* [READING PASSAGE]:
%%

= FTSE Global Equity Index Series =

Stock market indices

Global map showing countries in blue tones which are part of GEIS as of July 2025. Countries are divided into developed, advanced emerging, and secondary emerging markets (from dark to lighter blue tone). Countries not in GEIS are marked in gray.

The FTSE Global Equity Index Series is a series of stock market indices provided by FTSE Group. It was launched in September 2003, and provides coverage of over 17,000 stocks in 48 countries, covering 98% of the world's investable market capitalization.

The series comprises various global and local indices, including:

- FTSE Global Total Cap Index, a global index covering approximately 17,000 stocks from micro cap to large cap
- FTSE Global All Cap Index, a global index covering approximately 10,000 stocks from small cap to large cap
- FTSE All-World Index, a global index covering approximately 4,000 mid cap and large cap stocks
Several of the indices in the series are used by The Vanguard Group as bases of their mutual funds and ETFs.

== Overview of indices ==
These are some of the most important indices managed by FTSE:

| Size (market cap) of companies included | Markets included |  |  |
| Global | Developed | Emerging |
| Large, medium, small and micro cap | FTSE Global Total Cap | FTSE Developed Total Cap | FTSE Emerging Total Cap |
| Large, medium and small cap | FTSE Global All Cap | FTSE Developed All Cap | FTSE Emerging All Cap |
| Large and medium cap | FTSE All-World | FTSE Developed World | FTSE Emerging Markets |

==FTSE All-World Index==

The All-World Index is sub-divided into three segments based on market status of included countries:
- Developed
- Advanced Emerging
- Secondary Emerging

The Base Date is 31 December, 1986.

===History===
This index has been calculated since 31 December 1986, originally as the FT-Actuaries World Index.

In 1995, Wood Mackenzie and Co., one of the original partners, sold its stake to Standard & Poor’s. The name of the index was changed to FT/S&P – Actuaries World Indices.

On 29 November 1999, FTSE International Limited acquired the stakes of Goldman Sachs and Standard & Poor’s. The name changed to the FTSE World Index series.

FTSE took exclusive rights to integrate the Baring Emerging Markets data series with its existing FTSE World Index series. This resulted in the creation of the FTSE All-World Index series on 30 June, 2000.

On 22 September, 2003, FTSE introduced enhancements to improve the coverage of mid cap stocks in the index and remove some smaller stocks.

=== Countries/Regions ===

Global map with all countries in blue that were part of the FTSE All-World Index as of July 2025

The FTSE All-World Index includes companies from nearly 50 countries. Due to the market capitalization weighting and as of July 2025, the US-based companies together cover more than 60% of the index weight (see pie chart).

%%

(Region labeling entries)
%%

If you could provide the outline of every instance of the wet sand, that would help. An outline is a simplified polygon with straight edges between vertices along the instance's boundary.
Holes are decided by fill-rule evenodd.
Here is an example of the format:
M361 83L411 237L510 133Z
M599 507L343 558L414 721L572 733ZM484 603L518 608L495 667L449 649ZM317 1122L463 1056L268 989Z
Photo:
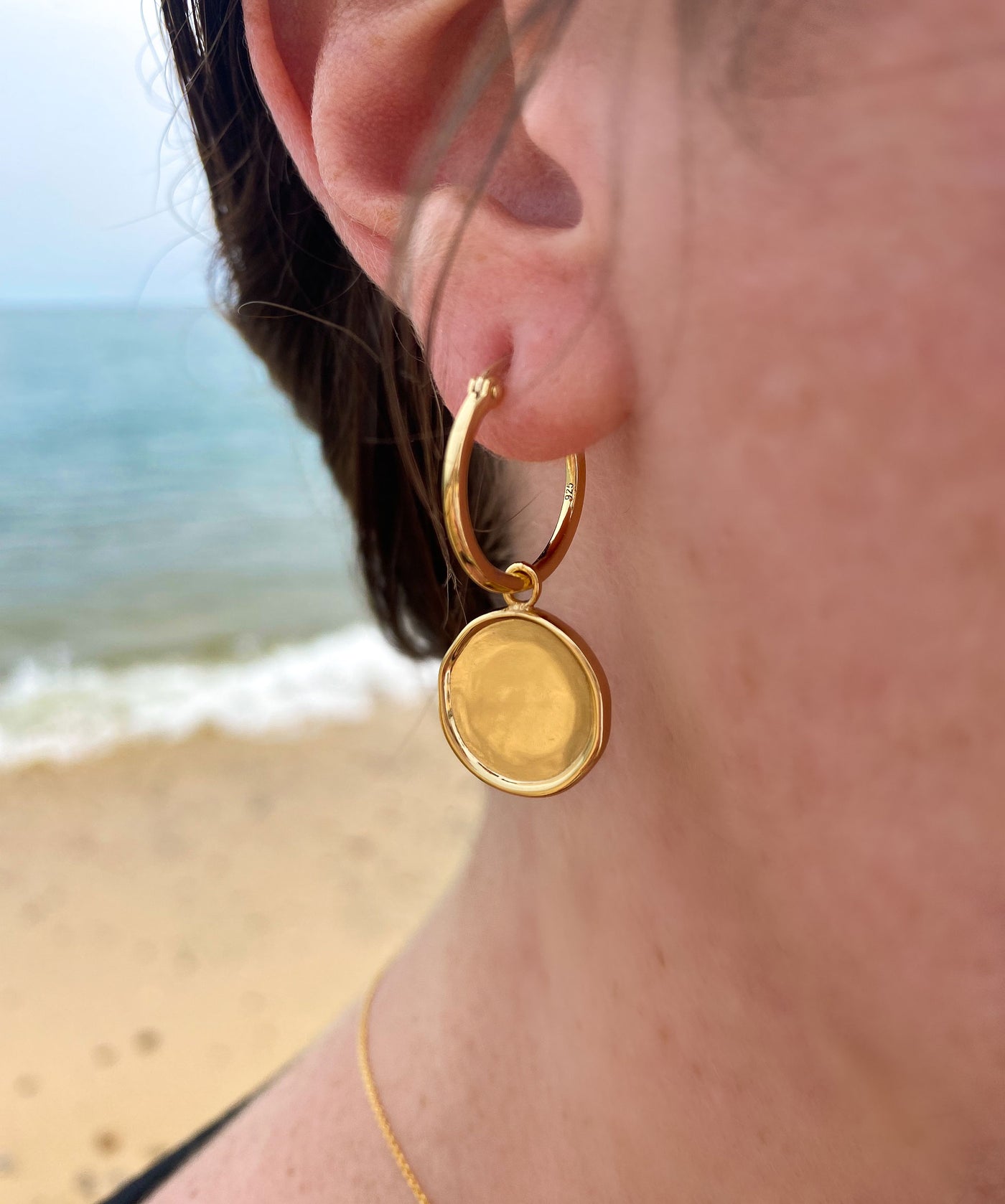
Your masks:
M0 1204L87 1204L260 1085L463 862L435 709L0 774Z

%%
%%

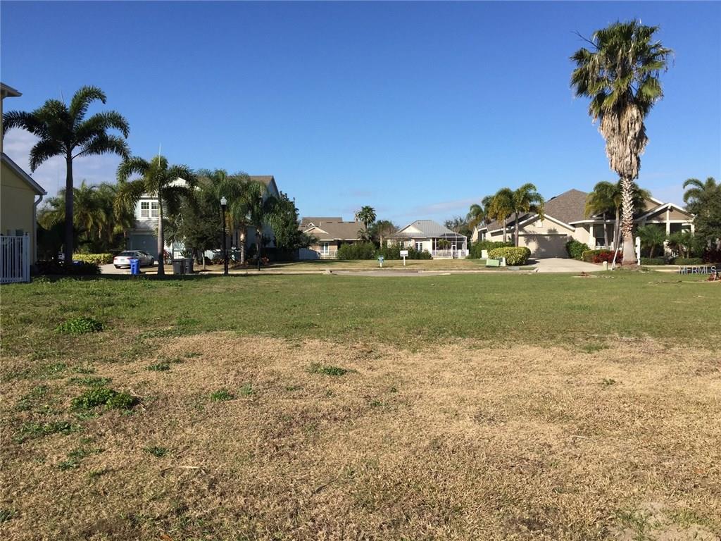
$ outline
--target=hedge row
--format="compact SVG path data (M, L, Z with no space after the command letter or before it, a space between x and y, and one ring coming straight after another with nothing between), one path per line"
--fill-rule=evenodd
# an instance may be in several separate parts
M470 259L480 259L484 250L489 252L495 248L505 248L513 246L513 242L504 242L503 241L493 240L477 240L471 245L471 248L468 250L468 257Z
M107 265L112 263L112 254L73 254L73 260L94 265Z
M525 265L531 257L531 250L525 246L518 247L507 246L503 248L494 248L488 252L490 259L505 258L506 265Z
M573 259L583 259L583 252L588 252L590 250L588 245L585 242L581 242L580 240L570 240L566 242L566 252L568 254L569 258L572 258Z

%%
%%

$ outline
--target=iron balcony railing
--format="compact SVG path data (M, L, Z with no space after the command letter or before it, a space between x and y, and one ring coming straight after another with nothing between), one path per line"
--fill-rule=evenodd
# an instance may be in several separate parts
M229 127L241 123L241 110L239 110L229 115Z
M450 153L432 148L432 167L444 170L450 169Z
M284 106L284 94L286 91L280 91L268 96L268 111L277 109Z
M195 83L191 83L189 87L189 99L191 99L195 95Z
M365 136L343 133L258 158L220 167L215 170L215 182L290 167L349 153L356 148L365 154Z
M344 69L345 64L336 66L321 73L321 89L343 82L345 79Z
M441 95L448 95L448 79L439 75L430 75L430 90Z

%%

* [TASK REQUIREMENTS]:
**1.** Decide whether each statement agrees with the FTSE index series text, answering yes or no and quoting the deciding words of the text. (a) The series was launched in September 2003. (b) The FTSE Global All Cap Index covers approximately 17,000 stocks. (c) In 1995, Wood Mackenzie and Co. sold its stake to Goldman Sachs.
**2.** According to the FTSE index series text, on what date was the FTSE All-World Index series created?

* [PROBLEM SOLUTIONS]:
**1.**
(a) Yes: "It was launched in September 2003"
(b) No: "a global index covering approximately 10,000 stocks from small cap to large cap"
(c) No: "sold its stake to Standard & Poor’s"

**2.** 30 June, 2000.